Dataset items:
■ ■ ■ ■

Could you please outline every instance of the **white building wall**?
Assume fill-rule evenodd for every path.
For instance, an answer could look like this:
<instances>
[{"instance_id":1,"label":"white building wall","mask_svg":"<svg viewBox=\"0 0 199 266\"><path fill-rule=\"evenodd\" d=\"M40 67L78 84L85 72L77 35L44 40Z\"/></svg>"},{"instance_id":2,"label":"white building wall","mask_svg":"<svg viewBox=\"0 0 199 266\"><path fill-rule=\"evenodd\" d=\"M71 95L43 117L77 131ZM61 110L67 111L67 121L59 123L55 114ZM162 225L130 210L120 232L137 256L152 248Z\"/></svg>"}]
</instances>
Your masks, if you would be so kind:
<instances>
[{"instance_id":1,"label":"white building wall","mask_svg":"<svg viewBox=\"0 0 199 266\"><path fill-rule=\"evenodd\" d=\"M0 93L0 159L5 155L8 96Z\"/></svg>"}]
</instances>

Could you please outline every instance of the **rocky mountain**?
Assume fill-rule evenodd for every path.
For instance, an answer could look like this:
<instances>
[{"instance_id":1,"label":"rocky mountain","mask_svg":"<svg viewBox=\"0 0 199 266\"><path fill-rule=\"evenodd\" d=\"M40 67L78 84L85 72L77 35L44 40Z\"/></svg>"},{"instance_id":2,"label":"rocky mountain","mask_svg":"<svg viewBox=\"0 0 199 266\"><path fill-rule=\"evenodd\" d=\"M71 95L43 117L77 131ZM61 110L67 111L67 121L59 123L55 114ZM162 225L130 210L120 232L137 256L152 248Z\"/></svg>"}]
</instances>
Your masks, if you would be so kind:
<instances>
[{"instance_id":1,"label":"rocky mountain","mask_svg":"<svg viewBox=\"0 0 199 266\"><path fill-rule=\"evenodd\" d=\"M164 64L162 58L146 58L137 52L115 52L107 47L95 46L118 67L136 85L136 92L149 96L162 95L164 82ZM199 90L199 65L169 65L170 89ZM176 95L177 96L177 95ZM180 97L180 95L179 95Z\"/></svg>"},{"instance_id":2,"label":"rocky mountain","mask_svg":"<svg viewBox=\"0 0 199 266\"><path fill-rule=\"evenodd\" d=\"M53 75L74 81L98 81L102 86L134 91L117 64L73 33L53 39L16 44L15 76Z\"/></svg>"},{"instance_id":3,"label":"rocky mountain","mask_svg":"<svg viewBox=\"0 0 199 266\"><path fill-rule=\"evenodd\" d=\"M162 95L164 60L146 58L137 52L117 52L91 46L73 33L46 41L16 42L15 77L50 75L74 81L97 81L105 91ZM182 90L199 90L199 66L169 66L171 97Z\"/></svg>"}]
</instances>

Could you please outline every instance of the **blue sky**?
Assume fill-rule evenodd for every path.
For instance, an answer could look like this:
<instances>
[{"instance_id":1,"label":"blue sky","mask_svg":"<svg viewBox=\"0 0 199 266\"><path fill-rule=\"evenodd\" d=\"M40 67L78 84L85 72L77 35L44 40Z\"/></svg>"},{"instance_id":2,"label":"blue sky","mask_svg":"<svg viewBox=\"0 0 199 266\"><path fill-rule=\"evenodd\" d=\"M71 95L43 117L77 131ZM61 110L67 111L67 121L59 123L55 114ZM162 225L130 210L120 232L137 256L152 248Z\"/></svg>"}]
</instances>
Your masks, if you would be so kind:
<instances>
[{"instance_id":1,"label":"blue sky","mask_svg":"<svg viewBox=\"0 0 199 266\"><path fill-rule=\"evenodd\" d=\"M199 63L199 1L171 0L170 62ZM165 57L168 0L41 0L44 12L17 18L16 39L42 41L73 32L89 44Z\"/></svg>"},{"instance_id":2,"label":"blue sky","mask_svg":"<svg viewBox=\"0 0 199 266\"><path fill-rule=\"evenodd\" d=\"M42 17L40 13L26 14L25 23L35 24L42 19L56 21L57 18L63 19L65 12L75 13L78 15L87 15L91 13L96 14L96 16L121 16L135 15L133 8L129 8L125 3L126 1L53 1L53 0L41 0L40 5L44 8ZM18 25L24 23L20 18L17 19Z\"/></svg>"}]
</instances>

■ ■ ■ ■

* WHAT YOU NEED TO DO:
Each line above with the string "outline" should be reported in full.

* REPLY:
Could you please outline every instance of the **white building wall**?
Could you please outline every instance of the **rocky mountain**?
Could you please outline every instance of the **blue sky**?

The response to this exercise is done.